• **Task to complete**
Below are the entries; output exactly the lines from the one containing "If you could point to the group" through the final line, inclusive.

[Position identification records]
******

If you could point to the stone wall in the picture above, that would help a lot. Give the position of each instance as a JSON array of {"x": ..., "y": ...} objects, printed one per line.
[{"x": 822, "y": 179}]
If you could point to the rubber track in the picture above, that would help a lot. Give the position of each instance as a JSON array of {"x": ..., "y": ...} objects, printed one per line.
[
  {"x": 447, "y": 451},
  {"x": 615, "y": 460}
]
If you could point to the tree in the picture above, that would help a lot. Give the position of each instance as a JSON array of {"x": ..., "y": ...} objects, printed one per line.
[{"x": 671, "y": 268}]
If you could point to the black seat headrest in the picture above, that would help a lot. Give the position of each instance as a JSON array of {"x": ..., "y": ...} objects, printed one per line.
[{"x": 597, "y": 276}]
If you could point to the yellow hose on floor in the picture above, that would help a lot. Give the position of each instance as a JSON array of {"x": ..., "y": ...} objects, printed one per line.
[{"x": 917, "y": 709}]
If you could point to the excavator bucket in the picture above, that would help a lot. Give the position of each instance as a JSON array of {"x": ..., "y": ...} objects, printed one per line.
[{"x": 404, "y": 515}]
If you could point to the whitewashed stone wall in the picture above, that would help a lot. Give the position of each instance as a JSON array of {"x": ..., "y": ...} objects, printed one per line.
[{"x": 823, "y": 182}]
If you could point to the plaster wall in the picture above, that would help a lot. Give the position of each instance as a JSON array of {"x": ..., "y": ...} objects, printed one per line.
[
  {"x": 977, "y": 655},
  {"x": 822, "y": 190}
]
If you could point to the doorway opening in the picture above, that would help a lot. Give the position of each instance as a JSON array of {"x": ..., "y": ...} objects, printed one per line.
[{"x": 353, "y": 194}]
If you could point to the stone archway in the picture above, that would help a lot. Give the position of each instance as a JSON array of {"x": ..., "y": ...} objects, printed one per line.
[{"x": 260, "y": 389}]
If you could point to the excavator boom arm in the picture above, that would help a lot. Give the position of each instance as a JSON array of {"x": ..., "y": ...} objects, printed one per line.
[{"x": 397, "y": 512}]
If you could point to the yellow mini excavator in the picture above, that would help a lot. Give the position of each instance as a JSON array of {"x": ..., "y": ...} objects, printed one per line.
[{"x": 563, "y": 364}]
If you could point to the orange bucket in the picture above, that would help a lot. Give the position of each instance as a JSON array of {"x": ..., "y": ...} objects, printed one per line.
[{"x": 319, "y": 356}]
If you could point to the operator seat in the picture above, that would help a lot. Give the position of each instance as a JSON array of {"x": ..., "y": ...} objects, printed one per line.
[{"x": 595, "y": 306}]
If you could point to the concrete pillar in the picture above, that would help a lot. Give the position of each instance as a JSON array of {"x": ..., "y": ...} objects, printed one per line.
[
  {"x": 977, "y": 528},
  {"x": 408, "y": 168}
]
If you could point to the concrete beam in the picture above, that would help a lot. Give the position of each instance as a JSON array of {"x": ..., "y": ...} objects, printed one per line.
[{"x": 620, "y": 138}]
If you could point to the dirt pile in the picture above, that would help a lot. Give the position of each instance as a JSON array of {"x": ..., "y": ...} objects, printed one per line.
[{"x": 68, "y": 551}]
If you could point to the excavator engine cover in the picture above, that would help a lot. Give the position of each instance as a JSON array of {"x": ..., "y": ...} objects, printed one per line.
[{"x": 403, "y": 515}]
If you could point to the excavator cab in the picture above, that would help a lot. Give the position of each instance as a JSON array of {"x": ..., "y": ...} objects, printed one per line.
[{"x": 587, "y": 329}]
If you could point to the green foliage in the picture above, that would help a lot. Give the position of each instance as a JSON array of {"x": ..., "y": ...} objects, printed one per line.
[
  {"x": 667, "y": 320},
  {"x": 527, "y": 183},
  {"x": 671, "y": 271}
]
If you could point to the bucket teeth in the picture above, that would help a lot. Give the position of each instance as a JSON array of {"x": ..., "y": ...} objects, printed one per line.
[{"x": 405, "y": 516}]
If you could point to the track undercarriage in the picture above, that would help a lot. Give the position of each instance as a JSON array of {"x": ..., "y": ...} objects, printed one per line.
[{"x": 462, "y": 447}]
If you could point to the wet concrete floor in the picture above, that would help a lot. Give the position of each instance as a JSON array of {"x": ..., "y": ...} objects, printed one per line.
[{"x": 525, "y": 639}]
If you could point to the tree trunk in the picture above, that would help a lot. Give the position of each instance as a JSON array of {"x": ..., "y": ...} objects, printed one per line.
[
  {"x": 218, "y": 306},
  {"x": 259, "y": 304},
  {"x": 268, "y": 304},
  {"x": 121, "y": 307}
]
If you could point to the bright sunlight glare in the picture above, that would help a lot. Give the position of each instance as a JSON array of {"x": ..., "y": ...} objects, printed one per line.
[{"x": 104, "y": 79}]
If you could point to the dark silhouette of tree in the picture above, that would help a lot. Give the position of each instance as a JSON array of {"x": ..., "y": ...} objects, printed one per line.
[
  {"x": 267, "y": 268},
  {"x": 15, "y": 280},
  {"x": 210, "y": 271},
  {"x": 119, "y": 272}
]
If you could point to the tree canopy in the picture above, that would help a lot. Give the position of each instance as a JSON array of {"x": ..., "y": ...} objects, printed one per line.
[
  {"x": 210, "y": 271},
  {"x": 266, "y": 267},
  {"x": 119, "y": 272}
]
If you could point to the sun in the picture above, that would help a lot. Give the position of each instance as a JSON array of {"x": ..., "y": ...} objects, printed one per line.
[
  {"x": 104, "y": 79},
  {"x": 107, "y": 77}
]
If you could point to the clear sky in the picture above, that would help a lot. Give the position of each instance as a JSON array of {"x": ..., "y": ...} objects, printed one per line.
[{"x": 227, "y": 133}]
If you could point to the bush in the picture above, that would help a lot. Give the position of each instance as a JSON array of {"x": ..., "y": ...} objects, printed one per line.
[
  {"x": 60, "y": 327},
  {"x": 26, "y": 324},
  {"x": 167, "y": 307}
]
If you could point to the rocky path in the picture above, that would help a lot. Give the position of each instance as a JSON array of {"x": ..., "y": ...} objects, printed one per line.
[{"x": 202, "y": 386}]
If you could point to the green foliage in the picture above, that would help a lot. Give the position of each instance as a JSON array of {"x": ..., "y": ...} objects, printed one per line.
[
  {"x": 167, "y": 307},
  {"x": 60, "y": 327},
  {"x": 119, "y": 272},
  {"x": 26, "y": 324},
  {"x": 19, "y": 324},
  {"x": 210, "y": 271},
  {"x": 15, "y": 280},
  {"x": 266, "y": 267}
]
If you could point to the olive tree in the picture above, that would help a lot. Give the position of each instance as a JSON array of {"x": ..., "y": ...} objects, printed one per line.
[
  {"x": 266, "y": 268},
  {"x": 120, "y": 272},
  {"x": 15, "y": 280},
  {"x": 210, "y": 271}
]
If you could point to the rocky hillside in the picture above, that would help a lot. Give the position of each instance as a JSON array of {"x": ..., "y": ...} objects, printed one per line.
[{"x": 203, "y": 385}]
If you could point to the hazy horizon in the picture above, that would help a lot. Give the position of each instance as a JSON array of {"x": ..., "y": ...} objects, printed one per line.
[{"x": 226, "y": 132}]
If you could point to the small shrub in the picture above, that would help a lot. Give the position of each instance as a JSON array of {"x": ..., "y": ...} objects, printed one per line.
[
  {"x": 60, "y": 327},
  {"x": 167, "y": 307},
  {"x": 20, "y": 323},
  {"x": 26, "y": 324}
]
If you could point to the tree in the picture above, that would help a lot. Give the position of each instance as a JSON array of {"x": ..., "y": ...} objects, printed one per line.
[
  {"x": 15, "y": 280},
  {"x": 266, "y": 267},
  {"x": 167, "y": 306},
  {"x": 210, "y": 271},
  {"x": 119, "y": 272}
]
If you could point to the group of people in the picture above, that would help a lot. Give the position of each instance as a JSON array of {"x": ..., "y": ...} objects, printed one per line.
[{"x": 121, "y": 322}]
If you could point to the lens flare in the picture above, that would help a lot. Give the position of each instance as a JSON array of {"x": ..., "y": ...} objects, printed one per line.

******

• **Output for this exercise**
If you could point to the group of people in the picture above, that would help a lot. Give the position of each instance as a JSON array of {"x": ..., "y": ...} objects, printed one per line.
[{"x": 121, "y": 322}]
If you could point to the lens flare in the picture above, that would help a lot. Give the position of each instance as a JSON array of {"x": ..., "y": ...} objects, printed one per line.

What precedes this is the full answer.